#### [TUGAS DAN LATIHAN]
1/ Menurut teks tentang penangkapan dalam hukum acara pidana, bagaimana Pasal 1 angka 20 KUHAP mendefinisikan penangkapan?
2/ Teruskan teks tentang penangkapan dalam hukum acara pidana, mulai sesudah kalimat terakhirnya.

#### [TEKS BACAAN]
________

BuletinNews.com – Penangkapan merupakan salah satu tindakan penting dalam proses penegakan hukum pidana karena berhubungan langsung dengan pembatasan kebebasan seseorang. Dalam sistem peradilan pidana Indonesia, tindakan ini dikategorikan sebagai upaya paksa, yang hanya dapat dilakukan oleh aparat penegak hukum berdasarkan prosedur dan ketentuan hukum yang diatur secara tegas dalam undang-undang. Mengingat penangkapan menyentuh hak asasi manusia (HAM), khususnya hak atas kebebasan pribadi, maka pelaksanaannya harus sejalan dengan prinsip due process of law dan asas legalitas.
Sebagaimana dijelaskan oleh Eddy (2021) dalam Buku Materi Pokok Hukum Acara Pidana (BMP HKU4406), tindakan penangkapan tidak semata-mata bersifat administratif, melainkan merupakan bagian integral dari sistem hukum yang menjamin keseimbangan antara kepentingan penegakan hukum dan perlindungan hak-hak warga negara. Oleh karena itu, setiap tindakan penangkapan harus memiliki dasar hukum yang sah agar tidak bertentangan dengan prinsip negara hukum (rechtstaat).
Dalam hukum acara pidana, penangkapan bertujuan memastikan agar seseorang yang diduga melakukan tindak pidana dapat diperiksa lebih lanjut serta mencegahnya melarikan diri, menghilangkan barang bukti, atau mengulangi perbuatannya. Berdasarkan Pasal 1 angka 20 KUHAP, penangkapan adalah tindakan penyidik berupa pengekangan sementara terhadap kebebasan tersangka atau terdakwa apabila terdapat dugaan kuat telah terjadi tindak pidana.
Penangkapan memiliki fungsi strategis dalam tahap penyidikan, karena memungkinkan penyidik memperoleh keterangan dan alat bukti secara lebih komprehensif. Meskipun demikian, pelaksanaannya harus tetap memperhatikan asas keadilan dan proporsionalitas, sebab tindakan ini dapat berdampak langsung terhadap kebebasan dan martabat seseorang.

________

#### [BAHAN YANG DISEDIAKAN]
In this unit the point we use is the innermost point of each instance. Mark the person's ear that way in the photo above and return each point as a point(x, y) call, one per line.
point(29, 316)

________

#### [JAWABAN PER TUGAS]
1/ Penangkapan adalah tindakan penyidik berupa pengekangan sementara terhadap kebebasan tersangka atau terdakwa apabila terdapat dugaan kuat telah terjadi tindak pidana.

2/
Adapun dasar hukum penangkapan diatur secara eksplisit dalam Pasal 16 sampai dengan Pasal 19 KUHAP (Undang-Undang Nomor 8 Tahun 1981). Berdasarkan ketentuan tersebut, penangkapan hanya dapat dilakukan oleh penyidik atau penyidik pembantu terhadap seseorang yang diduga keras melakukan tindak pidana berdasarkan bukti permulaan yang cukup.
Dalam pelaksanaannya, penyidik wajib menunjukkan Surat Perintah Penangkapan yang berisi identitas tersangka, alasan penangkapan, serta uraian singkat dugaan tindak pidana yang disangkakan. Selain itu, tembusan surat tersebut harus diberikan kepada keluarga tersangka. Ketentuan ini bertujuan mencegah tindakan sewenang-wenang dan memastikan bahwa tersangka mengetahui secara jelas dasar hukum penangkapannya.
Pasal 17 KUHAP menegaskan bahwa penangkapan hanya dapat dilakukan apabila terdapat bukti permulaan yang cukup. Menurut Elok Faikotul Hasana (2024) dalam Jurnal Media Akademik (JMA) Vol. 2 No. 12, bukti permulaan yang cukup merupakan syarat minimal yang wajib dipenuhi agar tindakan penangkapan memiliki legitimasi hukum. Tanpa bukti tersebut, penangkapan dapat dianggap melanggar hak asasi manusia dan asas praduga tak bersalah (presumption of innocence).
Secara prinsip, setiap tindakan penangkapan harus didasarkan pada surat perintah. Namun, hukum memberikan pengecualian dalam keadaan tertentu. Berdasarkan Pasal 18 ayat (2) KUHAP, penangkapan tanpa surat perintah dimungkinkan apabila seseorang tertangkap tangan (in flagrante delicto) sedang melakukan tindak pidana. Dalam kondisi demikian, siapapun, termasuk masyarakat, berhak melakukan penangkapan dan wajib menyerahkan pelaku beserta barang bukti kepada pejabat berwenang.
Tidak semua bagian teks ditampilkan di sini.